Extracted records:
######

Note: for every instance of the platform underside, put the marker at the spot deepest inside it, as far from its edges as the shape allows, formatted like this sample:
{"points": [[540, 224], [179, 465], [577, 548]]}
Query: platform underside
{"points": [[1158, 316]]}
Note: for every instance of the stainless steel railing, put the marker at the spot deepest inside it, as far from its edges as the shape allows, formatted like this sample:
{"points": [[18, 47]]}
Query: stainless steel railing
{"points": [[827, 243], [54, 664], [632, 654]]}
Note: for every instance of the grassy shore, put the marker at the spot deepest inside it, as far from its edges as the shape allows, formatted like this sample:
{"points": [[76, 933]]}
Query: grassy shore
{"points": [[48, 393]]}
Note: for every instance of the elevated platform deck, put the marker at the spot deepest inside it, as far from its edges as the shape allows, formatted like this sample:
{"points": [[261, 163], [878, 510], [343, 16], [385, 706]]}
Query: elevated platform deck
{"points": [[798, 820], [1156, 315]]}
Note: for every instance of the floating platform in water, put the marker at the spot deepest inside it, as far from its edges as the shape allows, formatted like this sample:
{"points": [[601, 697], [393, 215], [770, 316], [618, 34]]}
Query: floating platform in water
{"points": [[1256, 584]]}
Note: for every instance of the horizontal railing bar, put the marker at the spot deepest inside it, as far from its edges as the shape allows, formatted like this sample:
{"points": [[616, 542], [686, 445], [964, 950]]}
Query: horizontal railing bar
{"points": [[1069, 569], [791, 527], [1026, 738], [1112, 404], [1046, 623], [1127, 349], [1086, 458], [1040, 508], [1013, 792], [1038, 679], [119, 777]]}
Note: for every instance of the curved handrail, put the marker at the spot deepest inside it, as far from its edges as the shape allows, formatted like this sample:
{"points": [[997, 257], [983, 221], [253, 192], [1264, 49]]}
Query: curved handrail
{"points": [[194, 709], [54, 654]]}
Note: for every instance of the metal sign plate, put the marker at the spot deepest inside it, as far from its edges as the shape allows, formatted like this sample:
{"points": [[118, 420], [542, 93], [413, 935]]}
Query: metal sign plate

######

:: BRIEF ::
Retype the lines above, keeping every character.

:: YOUR RESPONSE ::
Note: for every instance of the platform underside, put the marker at the spot deepest inside it, as far from its edges as the shape allows, formatted like this sample:
{"points": [[540, 224], [179, 465], [577, 548]]}
Query: platform underside
{"points": [[1158, 316]]}
Note: for every instance of the stainless steel railing, put the marker at the spot deepest inside it, as far from its edges as the shape allows, formatted like this sample:
{"points": [[18, 47]]}
Query: stainless steel railing
{"points": [[827, 243], [54, 664], [632, 654]]}
Note: for every instance of the grassy shore, put the marker at the spot deepest inside it, as far from its edges as the shape allows, formatted like this sample:
{"points": [[76, 933]]}
Query: grassy shore
{"points": [[48, 393]]}
Note: for every instance of the elevated platform deck, put the marker at the spot deepest inside it, as far from its edges as the shape allows, formatted like this sample:
{"points": [[261, 163], [878, 510], [343, 16], [385, 706]]}
Query: elevated platform deck
{"points": [[798, 820], [1156, 315]]}
Note: for every instance of the floating platform in water, put the marker at the spot deepest inside it, as far from its edges as the shape allows, formatted like this sample:
{"points": [[601, 697], [393, 215], [770, 316], [618, 34]]}
Query: floating platform in water
{"points": [[1256, 584]]}
Note: for every instance of the horizontal railing bar, put the marker at the spot deepest inside it, as far from its edges as the shape allows, formatted like this sample:
{"points": [[616, 542], [686, 445], [964, 950]]}
Query: horizontal railing bar
{"points": [[1069, 569], [791, 527], [1026, 738], [1112, 404], [1046, 623], [1127, 349], [1086, 458], [1040, 508], [1013, 792], [1038, 679], [119, 777]]}
Note: for every instance of the curved handrail, put the marker at the spot deepest inside it, as far from its edges as the shape allows, formatted like this sample:
{"points": [[997, 257], [983, 221], [253, 192], [1264, 49]]}
Query: curved handrail
{"points": [[194, 709], [54, 654]]}
Note: for every instance of the metal sign plate, put the marker at the spot deepest inside it, as far from its edges as the shape allows, formatted like this sample:
{"points": [[118, 420], [542, 93], [413, 935]]}
Query: metal sign plate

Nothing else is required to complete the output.